- [Qué hacer]: Cuenta las líneas de los datos que contienen la cadena "surface", distinguiendo mayúsculas de minúsculas. ¿Cuántas son? Responde solo con el número.
*-*-*
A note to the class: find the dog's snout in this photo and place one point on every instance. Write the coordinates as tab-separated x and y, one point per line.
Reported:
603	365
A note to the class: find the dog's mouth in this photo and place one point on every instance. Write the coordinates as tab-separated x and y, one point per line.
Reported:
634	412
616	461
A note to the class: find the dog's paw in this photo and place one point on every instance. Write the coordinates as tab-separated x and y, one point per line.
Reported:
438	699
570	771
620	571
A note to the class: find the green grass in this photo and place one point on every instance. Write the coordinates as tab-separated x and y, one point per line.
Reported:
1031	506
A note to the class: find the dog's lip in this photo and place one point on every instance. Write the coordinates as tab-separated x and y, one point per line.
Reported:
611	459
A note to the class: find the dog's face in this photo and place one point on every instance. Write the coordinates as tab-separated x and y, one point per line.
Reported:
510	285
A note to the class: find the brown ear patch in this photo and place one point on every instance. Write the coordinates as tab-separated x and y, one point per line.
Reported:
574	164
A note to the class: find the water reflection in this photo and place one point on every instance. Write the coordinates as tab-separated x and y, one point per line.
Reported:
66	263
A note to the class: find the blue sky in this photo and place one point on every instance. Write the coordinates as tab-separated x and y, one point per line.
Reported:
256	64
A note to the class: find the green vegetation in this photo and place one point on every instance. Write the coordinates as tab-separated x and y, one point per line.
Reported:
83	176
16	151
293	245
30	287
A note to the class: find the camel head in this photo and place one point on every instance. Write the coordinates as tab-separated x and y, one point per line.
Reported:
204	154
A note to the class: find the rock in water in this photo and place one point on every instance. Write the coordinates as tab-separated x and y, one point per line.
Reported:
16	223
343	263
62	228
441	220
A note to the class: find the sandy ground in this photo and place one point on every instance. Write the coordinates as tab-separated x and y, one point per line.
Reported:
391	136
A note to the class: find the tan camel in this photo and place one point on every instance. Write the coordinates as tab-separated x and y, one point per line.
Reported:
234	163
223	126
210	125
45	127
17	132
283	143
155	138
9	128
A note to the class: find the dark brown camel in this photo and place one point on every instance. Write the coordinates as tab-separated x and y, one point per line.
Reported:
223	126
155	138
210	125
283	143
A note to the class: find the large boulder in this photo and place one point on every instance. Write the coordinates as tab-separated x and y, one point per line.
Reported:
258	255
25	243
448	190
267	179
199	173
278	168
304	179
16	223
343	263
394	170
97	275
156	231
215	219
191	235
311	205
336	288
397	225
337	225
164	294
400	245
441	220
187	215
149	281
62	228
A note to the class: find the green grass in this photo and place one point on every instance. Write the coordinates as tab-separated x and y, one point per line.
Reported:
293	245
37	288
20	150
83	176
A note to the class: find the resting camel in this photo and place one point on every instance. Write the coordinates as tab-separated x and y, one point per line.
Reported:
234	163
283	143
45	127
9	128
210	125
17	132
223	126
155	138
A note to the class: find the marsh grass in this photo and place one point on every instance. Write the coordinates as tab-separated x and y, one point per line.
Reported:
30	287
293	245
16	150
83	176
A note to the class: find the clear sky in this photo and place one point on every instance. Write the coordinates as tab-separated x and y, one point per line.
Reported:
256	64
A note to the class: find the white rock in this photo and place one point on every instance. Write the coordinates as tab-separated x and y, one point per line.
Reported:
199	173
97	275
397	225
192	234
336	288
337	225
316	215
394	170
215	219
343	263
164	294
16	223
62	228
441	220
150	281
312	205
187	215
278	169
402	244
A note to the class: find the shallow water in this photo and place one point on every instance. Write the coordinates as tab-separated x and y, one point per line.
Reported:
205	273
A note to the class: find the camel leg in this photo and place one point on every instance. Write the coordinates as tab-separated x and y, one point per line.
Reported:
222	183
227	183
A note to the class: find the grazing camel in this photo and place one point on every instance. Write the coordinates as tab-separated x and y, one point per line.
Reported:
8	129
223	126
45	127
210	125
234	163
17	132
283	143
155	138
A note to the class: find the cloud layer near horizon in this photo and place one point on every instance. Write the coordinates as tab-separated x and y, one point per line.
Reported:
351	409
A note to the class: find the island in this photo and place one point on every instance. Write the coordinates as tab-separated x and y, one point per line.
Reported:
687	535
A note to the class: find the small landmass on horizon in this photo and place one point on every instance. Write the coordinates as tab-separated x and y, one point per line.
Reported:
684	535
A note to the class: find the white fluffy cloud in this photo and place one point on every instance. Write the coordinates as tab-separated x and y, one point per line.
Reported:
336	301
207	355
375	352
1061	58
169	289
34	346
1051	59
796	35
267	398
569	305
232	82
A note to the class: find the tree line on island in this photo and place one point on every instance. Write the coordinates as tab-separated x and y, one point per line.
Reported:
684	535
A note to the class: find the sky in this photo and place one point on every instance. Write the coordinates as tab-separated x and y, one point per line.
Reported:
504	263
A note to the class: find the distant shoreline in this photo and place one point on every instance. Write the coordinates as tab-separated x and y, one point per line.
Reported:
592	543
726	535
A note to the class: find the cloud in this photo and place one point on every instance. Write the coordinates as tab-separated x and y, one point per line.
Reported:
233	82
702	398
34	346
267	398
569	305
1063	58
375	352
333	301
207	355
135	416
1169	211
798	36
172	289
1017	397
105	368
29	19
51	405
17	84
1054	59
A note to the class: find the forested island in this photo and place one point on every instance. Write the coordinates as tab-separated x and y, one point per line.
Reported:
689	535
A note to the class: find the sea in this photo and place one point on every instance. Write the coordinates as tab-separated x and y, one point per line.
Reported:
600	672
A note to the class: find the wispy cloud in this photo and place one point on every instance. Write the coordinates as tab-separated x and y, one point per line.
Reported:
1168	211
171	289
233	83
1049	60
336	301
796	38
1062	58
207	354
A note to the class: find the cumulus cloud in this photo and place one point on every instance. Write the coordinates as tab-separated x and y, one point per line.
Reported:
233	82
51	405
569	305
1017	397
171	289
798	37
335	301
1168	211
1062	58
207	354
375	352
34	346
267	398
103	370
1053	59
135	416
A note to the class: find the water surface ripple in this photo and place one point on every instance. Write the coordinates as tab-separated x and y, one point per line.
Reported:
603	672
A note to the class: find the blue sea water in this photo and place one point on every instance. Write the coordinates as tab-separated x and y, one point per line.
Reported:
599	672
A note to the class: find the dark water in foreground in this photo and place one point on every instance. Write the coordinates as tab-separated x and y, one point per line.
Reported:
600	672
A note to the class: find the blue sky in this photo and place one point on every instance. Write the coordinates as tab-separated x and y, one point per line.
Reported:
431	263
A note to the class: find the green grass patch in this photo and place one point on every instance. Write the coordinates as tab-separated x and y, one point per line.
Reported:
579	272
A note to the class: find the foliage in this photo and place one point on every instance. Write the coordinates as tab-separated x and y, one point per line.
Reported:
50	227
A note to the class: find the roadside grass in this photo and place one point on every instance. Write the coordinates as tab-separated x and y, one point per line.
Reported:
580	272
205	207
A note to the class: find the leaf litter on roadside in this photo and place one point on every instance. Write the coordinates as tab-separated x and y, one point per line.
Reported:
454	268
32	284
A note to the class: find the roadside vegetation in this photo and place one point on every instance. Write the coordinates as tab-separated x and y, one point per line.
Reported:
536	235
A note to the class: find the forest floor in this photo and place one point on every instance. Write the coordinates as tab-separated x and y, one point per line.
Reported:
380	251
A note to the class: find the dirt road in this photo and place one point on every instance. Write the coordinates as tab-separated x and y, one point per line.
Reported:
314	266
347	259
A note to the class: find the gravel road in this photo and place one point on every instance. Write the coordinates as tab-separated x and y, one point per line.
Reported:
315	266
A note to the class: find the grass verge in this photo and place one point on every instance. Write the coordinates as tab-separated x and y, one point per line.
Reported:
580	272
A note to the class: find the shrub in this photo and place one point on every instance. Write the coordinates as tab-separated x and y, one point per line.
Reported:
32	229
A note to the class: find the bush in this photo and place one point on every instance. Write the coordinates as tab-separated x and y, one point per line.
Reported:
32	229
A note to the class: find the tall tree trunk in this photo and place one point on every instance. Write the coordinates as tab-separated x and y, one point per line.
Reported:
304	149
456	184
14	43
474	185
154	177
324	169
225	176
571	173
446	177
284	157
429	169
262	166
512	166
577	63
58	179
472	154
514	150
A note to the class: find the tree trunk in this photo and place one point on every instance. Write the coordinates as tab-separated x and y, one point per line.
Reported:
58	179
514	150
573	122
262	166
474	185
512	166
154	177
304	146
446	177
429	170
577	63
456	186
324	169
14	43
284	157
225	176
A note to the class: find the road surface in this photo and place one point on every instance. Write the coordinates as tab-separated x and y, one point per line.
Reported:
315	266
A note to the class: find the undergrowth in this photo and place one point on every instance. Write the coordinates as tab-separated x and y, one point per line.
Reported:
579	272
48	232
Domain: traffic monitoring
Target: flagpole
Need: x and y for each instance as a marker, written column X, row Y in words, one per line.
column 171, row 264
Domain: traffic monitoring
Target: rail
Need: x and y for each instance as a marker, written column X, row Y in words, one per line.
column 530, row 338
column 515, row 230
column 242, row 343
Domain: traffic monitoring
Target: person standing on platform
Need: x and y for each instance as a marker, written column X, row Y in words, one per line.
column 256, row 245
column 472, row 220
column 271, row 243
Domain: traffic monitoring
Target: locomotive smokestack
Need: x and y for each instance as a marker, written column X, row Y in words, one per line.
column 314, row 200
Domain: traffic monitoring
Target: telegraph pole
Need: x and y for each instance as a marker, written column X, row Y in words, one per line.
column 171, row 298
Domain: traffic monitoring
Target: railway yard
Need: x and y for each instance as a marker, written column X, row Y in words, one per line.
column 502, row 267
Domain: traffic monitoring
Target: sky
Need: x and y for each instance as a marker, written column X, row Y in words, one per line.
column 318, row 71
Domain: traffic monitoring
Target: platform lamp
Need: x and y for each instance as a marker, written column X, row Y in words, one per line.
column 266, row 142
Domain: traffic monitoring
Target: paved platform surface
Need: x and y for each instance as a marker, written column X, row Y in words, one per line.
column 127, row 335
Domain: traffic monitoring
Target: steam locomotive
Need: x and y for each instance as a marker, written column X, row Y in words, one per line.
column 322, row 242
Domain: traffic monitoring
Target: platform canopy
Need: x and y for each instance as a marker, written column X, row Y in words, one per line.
*-*-*
- [Problema resuelto]: 3